This is certain not to go in the direction you intended, but once the genie is out of the bottle....


quote:

ORIGINAL: MistressOfGa
He wants to tell her that he is submissive and even hopes that she will accept him and possibly want to begin a D/s relationship with him, but he knows that it may endanger his job, so he keeps it to himself as he continues to act confident and sure of himself, making hard core decisions and really hiding his other half, even in the privacy of their friendship, while off work.

 
Why would anyone presume he is pretneding at work?  Why would anyone assume submissive in a relationship means submissive to everyone?  Why would anyone equate submissive with unconfident, unsure of themself, unable to make decisions, etc?  Honestly, this depiction is prejudiced and stereotyped on so many levels that it probably deserves a thread of its own.
 
Well of course it is! It was intended to be all that and much more. Aren't we all stereotyped outside of our own community? The basic slave in chains while the Mistress is dressed to kill in leather, carrying a whip and dishing it out like the slave has no physical feelings in his body at all.  The poor submissive so unsure as to act, feel, look and behave unless their is a big strong dominant to tell them how to do it.

### Record excerpts
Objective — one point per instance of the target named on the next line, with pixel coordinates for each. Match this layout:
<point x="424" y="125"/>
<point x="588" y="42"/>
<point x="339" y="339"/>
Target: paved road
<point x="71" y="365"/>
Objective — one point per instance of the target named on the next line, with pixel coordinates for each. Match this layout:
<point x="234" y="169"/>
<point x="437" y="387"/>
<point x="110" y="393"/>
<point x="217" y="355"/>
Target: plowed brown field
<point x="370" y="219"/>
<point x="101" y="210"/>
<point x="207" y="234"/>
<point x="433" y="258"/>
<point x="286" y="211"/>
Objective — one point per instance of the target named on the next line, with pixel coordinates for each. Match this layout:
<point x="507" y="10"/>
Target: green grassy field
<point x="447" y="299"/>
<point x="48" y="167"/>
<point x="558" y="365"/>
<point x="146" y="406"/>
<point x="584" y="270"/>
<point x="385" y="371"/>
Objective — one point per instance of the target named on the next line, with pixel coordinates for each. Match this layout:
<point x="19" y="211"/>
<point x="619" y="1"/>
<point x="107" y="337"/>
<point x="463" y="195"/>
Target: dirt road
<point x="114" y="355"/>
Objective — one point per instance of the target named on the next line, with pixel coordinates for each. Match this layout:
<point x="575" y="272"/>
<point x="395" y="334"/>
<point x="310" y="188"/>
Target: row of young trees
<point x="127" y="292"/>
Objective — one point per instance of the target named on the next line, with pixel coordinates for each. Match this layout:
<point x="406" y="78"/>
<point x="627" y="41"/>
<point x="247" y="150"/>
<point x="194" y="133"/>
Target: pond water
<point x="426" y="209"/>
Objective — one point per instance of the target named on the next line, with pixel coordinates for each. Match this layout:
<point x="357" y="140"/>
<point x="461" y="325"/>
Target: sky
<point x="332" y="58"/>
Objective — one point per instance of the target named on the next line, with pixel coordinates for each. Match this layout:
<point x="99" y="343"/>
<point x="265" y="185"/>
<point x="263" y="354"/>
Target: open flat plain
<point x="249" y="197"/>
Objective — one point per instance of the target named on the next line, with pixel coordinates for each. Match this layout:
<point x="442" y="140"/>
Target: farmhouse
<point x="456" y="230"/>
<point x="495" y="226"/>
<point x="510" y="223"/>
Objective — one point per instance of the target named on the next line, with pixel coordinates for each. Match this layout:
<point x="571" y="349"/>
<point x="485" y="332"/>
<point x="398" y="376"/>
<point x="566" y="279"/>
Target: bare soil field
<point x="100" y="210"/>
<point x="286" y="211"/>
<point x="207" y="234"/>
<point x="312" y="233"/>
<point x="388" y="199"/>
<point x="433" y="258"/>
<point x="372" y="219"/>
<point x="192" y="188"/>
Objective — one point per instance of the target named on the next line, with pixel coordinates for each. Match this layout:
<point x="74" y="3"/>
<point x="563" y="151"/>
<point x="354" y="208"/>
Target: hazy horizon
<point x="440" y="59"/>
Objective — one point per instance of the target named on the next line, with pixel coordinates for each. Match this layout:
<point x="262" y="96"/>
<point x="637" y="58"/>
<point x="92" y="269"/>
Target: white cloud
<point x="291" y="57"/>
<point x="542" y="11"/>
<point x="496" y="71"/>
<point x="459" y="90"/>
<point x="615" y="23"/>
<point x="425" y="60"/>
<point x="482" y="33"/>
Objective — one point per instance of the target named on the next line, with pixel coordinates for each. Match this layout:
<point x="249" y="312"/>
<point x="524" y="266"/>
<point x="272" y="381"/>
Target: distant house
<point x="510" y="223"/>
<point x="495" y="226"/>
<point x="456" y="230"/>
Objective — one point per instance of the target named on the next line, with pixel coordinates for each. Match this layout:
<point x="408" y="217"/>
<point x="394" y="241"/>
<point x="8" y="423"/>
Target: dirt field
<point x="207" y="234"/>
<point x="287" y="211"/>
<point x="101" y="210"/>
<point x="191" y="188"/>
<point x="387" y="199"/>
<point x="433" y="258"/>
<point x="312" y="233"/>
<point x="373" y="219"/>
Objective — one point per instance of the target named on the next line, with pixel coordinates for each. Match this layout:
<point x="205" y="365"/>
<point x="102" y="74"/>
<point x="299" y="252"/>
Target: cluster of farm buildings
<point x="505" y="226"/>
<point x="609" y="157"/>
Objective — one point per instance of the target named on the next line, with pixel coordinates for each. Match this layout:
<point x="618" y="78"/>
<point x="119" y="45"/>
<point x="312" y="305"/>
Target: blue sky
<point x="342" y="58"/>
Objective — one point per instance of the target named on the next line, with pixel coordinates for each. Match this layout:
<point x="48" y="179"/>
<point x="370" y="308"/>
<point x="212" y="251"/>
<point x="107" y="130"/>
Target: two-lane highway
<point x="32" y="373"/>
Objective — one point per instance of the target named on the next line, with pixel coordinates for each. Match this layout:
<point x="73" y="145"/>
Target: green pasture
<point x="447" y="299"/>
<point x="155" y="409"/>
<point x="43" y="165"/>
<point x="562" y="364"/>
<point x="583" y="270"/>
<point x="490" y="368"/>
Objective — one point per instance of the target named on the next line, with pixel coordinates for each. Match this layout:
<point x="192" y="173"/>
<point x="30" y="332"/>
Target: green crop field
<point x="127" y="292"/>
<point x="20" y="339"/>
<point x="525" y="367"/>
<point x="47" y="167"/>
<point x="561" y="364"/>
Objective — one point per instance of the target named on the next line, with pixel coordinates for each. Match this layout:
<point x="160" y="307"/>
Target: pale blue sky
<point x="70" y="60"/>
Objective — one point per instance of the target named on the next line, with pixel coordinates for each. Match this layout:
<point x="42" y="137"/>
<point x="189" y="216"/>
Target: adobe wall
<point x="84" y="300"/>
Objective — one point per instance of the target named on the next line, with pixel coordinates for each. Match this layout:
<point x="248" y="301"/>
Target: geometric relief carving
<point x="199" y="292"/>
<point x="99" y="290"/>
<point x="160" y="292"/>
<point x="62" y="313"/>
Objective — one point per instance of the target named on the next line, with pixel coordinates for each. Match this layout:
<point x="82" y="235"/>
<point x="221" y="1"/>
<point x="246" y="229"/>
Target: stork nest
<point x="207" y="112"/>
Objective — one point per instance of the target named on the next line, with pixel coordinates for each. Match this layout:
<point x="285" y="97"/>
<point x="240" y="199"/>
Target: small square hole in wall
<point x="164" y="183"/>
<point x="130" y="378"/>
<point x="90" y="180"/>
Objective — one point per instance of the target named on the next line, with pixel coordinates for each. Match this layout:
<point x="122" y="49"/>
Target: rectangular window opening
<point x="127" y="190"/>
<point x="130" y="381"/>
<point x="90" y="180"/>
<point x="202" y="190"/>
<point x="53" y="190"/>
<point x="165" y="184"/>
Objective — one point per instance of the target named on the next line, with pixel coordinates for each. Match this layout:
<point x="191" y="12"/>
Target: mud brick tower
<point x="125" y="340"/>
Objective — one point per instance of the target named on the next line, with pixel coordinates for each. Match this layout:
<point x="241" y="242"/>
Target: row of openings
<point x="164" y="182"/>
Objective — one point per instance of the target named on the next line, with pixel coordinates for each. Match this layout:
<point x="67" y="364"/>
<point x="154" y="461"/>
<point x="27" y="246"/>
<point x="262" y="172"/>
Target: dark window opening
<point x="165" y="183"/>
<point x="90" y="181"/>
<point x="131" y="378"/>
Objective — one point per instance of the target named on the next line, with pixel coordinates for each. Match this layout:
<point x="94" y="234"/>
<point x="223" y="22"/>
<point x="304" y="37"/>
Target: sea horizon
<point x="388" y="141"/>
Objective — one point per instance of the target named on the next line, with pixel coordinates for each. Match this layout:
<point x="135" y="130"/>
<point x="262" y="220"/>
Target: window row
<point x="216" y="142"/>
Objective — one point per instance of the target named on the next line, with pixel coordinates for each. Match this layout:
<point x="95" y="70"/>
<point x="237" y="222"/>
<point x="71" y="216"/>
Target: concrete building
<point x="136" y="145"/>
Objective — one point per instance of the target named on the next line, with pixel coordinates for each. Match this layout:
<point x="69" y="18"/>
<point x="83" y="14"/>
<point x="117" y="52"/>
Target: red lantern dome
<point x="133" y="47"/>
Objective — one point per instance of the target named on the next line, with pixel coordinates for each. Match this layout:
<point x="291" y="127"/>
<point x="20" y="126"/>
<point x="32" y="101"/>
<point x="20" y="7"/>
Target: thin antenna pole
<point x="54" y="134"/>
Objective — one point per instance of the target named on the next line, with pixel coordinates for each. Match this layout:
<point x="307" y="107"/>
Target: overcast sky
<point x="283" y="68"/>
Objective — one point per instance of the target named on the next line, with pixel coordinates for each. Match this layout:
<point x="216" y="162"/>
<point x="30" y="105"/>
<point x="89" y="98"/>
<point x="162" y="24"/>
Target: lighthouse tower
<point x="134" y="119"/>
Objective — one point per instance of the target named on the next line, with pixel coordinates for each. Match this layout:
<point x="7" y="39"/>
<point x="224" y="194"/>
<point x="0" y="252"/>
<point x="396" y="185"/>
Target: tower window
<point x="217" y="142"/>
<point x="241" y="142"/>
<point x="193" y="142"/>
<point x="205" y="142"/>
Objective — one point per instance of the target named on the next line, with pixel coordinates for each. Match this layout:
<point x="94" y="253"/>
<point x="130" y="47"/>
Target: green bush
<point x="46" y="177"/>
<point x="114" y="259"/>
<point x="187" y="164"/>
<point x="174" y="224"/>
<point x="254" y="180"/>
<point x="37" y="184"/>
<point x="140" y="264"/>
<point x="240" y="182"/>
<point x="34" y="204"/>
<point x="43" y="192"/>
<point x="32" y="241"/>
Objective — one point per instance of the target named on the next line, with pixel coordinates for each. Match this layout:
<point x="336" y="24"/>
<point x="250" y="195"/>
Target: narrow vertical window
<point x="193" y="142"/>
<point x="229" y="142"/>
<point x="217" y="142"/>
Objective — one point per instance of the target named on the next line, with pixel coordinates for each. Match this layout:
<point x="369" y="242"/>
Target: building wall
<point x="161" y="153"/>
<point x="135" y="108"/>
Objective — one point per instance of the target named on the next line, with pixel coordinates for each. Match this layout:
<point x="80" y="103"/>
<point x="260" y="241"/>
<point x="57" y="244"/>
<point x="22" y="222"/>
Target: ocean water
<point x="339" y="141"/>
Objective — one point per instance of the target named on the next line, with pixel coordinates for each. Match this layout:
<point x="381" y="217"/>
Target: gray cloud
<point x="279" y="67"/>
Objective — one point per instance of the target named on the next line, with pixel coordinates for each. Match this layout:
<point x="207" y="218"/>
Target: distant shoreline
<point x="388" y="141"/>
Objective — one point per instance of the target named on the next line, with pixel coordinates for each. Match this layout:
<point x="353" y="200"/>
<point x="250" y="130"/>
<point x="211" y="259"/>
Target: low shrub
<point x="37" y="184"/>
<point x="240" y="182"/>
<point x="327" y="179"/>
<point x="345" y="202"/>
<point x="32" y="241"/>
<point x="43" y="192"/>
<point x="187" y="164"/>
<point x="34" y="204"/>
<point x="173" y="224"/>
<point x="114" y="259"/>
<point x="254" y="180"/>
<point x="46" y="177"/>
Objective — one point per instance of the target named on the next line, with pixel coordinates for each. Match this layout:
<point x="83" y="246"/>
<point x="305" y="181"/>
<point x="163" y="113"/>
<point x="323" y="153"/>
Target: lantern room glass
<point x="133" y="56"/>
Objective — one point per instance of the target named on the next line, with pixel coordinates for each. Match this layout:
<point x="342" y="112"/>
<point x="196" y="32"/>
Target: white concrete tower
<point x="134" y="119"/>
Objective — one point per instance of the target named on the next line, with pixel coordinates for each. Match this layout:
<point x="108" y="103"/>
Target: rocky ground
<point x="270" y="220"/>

### Tasks to perform
(A) Retype the forum post on submissive stereotypes, starting with "ORIGINAL: MistressOfGa" and going on through "while off work.".
(B) Pick up the forum post on submissive stereotypes after its last sentence and keep writing it.

### Task results
(A)
ORIGINAL: MistressOfGa
He wants to tell her that he is submissive and even hopes that she will accept him and possibly want to begin a D/s relationship with him, but he knows that it may endanger his job, so he keeps it to himself as he continues to act confident and sure of himself, making hard core decisions and really hiding his other half, even in the privacy of their friendship, while off work.

(B)
quote:


So he starts to manipulate the friendship by using inside knowledge of WIITWD on this woman.

 
In the strictest sense, we all manipulate (influence) each other. 
 
Yes, but he is manipulating her using the very thing that she hides from public eye.
 
On the one hand, I don't think it's so cool to bring WIITWD to someone's workplace (it's not just his job in danger, it's hers as well).  And on the other hand I don't see any issue with relating to people about a common interest (though in a venue other than work).
 
quote:


She questions every now and then as to his submissiveness but thinks better of it, since he seems so strong and takes the initiative when it comes to business dealings.

 
Evidently she has bought into the stereotype and prejudice as well.  Doesn't she have any experience meeting folks at munches, etc. in order to know that submissives aren't all weepy wall flowers?
 
Of course she does. And she knows that submissives do not act out the stereotype in public. That is what makes him good at decieving her.

 
quote:


Yet, she finds herself becoming attracted to this rather domly man. She in fact starts to question her own predilection because of her ever growing feelings for a dominant male. There is just something about him that attracts her and it makes her uncomfortable, because she had never been attracted to a dominant male.

 
*If* she (or he for that matter, it's not a gender thing) were switch on some level and found Dominance attractive in some way, sure it *could* be possible on an emotional level to fall for someone's public personality.  Happens to vanilla folks all the time, only to find out that the book isn't much like the cover. 

quote:


So much time has passed and he has used his knowledge of what she is to manipulate his way into her heart.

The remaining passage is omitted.